Prompt:
Count the lines in the data below that contain the word "white", and reply with the number alone.

Data:
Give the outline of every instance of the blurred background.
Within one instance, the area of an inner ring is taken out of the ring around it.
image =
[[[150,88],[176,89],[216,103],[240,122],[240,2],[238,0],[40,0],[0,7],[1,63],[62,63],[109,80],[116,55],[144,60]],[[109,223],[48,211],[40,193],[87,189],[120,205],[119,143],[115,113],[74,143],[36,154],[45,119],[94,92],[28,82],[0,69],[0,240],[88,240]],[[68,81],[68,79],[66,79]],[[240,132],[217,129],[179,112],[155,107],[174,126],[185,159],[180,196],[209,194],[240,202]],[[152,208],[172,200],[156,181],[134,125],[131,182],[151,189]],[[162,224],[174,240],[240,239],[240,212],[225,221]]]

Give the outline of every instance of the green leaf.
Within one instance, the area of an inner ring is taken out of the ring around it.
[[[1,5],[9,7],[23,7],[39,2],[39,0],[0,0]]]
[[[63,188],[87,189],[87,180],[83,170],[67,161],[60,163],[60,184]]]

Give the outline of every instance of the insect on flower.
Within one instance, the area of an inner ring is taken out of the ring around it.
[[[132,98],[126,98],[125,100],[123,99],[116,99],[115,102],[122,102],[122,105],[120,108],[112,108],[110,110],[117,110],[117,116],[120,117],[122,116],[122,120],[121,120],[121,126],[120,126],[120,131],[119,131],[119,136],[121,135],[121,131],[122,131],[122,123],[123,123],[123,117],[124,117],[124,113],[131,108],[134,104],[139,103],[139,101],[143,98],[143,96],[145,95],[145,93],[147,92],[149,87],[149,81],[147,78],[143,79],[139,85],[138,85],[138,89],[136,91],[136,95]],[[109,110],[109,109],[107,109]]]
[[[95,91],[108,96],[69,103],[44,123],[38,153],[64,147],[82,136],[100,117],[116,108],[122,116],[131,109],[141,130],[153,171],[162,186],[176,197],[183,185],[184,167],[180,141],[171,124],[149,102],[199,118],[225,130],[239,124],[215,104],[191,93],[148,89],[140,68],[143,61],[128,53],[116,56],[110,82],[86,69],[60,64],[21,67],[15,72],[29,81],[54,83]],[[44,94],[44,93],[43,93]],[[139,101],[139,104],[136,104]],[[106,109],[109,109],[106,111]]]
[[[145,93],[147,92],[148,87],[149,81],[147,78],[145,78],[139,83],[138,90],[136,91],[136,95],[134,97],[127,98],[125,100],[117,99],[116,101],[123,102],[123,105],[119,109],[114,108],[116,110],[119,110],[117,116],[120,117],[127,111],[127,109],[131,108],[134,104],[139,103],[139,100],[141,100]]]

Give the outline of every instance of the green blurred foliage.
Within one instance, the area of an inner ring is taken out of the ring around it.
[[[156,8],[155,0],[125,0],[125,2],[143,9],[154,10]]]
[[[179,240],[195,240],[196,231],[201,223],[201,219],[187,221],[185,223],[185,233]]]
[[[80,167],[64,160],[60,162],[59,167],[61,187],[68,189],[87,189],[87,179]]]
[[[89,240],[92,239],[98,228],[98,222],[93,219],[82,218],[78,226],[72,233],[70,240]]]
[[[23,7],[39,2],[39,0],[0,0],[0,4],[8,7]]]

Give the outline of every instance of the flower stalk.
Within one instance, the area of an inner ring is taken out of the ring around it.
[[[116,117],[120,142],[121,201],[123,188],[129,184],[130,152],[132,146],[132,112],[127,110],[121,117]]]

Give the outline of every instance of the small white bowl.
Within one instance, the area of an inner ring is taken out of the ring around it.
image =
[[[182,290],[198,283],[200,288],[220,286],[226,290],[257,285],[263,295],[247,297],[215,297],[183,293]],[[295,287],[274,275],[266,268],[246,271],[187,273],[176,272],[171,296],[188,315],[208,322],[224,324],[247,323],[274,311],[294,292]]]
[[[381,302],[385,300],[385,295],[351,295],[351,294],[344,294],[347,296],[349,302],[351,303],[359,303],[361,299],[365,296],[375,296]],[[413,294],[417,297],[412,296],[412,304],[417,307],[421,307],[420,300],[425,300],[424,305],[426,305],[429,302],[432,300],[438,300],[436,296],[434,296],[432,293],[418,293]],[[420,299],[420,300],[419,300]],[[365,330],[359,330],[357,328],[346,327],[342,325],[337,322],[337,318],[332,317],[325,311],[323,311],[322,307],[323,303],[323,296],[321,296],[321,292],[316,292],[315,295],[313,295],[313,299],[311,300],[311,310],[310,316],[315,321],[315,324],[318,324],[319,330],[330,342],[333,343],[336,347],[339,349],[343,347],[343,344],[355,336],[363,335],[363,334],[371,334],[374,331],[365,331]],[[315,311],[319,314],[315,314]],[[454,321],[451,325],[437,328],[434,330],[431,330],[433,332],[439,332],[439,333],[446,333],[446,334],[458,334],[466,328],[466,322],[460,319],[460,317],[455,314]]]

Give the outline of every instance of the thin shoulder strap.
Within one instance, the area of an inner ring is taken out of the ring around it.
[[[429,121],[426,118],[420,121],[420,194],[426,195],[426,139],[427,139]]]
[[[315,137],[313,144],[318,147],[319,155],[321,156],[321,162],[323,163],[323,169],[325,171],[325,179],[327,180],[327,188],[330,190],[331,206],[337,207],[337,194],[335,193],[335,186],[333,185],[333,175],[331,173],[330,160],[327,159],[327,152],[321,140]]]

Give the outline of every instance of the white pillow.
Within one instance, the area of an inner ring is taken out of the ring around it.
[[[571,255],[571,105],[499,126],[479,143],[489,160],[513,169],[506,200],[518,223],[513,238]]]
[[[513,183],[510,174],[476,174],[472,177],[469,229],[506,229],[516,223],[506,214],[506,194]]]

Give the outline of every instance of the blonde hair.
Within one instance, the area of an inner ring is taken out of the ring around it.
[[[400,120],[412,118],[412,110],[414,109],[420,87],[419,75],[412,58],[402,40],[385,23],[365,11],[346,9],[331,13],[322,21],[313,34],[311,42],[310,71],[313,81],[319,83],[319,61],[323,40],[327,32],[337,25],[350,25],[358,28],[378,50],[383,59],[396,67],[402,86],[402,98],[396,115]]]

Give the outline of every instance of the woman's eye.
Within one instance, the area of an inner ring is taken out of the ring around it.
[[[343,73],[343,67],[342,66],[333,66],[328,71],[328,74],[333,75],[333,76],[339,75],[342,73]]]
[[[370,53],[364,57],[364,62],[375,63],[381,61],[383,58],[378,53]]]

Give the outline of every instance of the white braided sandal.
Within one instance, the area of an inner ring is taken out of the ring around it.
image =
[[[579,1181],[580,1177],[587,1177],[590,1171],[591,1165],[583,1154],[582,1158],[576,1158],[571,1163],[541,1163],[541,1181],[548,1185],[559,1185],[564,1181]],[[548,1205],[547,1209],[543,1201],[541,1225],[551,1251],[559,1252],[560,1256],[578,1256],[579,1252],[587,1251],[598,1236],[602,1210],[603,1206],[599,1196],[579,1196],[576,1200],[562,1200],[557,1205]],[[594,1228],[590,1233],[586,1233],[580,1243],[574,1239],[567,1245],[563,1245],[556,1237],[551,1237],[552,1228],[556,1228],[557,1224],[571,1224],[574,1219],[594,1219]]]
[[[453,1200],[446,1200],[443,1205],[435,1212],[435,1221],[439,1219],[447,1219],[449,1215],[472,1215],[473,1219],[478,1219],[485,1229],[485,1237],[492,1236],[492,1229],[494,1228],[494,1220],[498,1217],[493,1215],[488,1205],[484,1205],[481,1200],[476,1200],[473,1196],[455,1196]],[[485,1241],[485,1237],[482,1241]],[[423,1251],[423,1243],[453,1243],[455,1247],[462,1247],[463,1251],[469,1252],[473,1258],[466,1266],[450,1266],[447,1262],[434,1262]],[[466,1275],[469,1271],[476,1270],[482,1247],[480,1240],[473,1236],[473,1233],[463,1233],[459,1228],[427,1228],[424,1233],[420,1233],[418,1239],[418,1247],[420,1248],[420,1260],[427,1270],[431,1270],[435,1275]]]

Answer for the task:
3